INSTRUCTIONS FOR THE TASK: Repeat each entry in full, exactly.

=====

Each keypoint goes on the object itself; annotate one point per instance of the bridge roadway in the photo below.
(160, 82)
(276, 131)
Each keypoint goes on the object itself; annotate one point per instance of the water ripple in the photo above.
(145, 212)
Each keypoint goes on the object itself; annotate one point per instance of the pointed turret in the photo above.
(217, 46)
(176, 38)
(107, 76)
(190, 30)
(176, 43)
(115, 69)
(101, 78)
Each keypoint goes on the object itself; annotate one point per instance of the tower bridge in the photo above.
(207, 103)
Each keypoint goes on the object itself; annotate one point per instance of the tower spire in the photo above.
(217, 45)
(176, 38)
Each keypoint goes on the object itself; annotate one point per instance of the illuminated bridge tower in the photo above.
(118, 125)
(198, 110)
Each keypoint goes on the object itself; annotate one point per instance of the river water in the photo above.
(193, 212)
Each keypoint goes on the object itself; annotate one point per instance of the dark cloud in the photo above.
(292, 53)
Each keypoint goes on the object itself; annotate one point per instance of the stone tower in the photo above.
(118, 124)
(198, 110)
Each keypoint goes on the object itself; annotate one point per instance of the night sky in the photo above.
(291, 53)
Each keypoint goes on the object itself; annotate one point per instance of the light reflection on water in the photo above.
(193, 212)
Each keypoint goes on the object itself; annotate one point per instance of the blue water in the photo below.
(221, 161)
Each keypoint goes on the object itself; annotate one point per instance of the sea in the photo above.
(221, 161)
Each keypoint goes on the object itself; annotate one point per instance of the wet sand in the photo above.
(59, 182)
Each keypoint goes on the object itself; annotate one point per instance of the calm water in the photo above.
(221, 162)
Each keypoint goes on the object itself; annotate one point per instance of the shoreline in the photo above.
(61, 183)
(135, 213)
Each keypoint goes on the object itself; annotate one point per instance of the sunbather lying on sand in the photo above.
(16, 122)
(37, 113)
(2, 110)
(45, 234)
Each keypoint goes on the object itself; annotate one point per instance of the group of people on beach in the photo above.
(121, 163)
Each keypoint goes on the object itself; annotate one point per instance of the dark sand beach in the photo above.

=====

FULL SOLUTION:
Each keypoint goes on the object itself; annotate one point per instance of the bridge roadway in the photo below.
(160, 82)
(276, 131)
Each keypoint goes on the object itself; annotate one point per instance of the water ripple in the photo above.
(145, 212)
Each keypoint goes on the object itself; annotate one point per instance of the pointed turret in the photo above.
(217, 46)
(176, 38)
(107, 76)
(190, 30)
(176, 43)
(115, 69)
(101, 78)
Each keypoint goes on the object itself; annotate one point per instance of the tower bridge in the photo above.
(207, 103)
Each keypoint goes on the object itself; annotate one point per instance of the tower spire in the photo above.
(217, 45)
(176, 38)
Each keypoint goes on the object itself; annotate one point per instance of the illuminated bridge tower in the photo above.
(118, 125)
(198, 110)
Each keypoint goes on the object itself; annotate one point per instance of the river water in the photo above.
(193, 212)
Each keypoint goes on the object itself; annotate one point per instance of the dark cloud in the photo above.
(292, 53)
Each keypoint goes on the object itself; annotate one point per instance of the stone tower in the photo above.
(118, 124)
(198, 110)
Each keypoint goes on the object itself; annotate one point per instance of the night sky in the photo above.
(291, 53)
Each keypoint goes on the object itself; annotate one point per instance of the light reflection on water in the photo above.
(193, 212)
Each keypoint goes on the object itself; annotate one point per instance of the blue water in the photo below.
(221, 161)
Each keypoint goes on the object itself; annotate one point per instance of the sea in the photo above.
(221, 161)
Each keypoint goes on the object itself; annotate one point per instance of the wet sand in the photo above.
(59, 182)
Each keypoint goes on the object itself; annotate one point per instance of the calm water in the photo above.
(221, 162)
Each keypoint goes on the object itself; annotate one point per instance of the shoreline in the photo above.
(61, 183)
(135, 213)
Each keypoint goes on the object itself; annotate one point per instance of the sunbather lying on sand in the photo above.
(16, 122)
(37, 113)
(2, 110)
(45, 234)
Each keypoint goes on the object itself; annotate one point per instance of the group of people on beach in the photo above.
(121, 163)
Each keypoint goes on the object itself; annotate one point per instance of the dark sand beach in the photo above.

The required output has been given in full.